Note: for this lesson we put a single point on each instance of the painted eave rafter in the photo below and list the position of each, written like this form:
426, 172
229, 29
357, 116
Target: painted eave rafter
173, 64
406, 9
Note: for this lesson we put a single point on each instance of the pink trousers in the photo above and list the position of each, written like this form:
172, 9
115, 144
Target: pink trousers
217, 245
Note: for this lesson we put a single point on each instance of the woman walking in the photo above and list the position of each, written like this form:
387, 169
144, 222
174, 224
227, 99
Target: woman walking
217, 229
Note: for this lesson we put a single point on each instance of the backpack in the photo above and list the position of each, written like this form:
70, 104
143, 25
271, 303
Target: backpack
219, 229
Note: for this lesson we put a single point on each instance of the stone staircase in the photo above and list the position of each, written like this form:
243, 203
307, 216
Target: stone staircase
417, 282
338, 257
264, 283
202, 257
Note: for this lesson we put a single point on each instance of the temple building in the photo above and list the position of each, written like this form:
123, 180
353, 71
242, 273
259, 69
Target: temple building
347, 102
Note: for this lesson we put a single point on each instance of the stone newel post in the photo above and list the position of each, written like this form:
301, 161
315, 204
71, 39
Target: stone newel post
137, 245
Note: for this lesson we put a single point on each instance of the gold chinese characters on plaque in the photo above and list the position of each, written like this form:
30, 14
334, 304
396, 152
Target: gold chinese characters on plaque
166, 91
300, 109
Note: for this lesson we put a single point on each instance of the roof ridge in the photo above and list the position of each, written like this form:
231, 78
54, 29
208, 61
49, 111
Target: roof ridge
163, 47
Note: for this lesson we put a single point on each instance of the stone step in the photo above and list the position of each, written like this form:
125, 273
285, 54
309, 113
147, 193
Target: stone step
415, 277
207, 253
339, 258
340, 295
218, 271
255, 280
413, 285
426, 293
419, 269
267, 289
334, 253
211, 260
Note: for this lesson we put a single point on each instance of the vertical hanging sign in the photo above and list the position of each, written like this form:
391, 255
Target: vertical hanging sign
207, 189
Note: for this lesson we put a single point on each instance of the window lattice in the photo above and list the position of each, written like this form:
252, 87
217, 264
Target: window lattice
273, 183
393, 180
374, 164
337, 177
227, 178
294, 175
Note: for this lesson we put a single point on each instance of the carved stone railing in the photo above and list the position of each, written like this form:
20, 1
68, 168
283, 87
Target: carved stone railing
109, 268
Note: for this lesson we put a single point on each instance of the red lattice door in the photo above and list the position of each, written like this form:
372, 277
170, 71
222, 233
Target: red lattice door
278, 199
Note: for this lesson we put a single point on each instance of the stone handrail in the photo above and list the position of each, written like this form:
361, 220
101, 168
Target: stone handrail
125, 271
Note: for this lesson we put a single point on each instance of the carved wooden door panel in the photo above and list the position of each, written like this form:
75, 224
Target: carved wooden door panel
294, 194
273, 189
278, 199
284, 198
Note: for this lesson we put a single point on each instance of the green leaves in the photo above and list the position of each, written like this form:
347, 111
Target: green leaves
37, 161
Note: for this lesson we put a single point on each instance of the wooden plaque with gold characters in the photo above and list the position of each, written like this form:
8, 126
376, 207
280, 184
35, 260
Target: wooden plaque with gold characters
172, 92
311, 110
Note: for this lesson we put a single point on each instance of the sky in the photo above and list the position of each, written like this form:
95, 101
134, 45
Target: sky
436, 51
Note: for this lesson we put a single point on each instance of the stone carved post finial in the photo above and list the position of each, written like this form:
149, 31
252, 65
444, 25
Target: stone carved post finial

- - - -

Go through the records. Copy each line where "finial" appears.

Note: for this lesson we put a single point on each instance of the stone carved post finial in the photo above and list the position of each, written like this form:
Target: stone carved post finial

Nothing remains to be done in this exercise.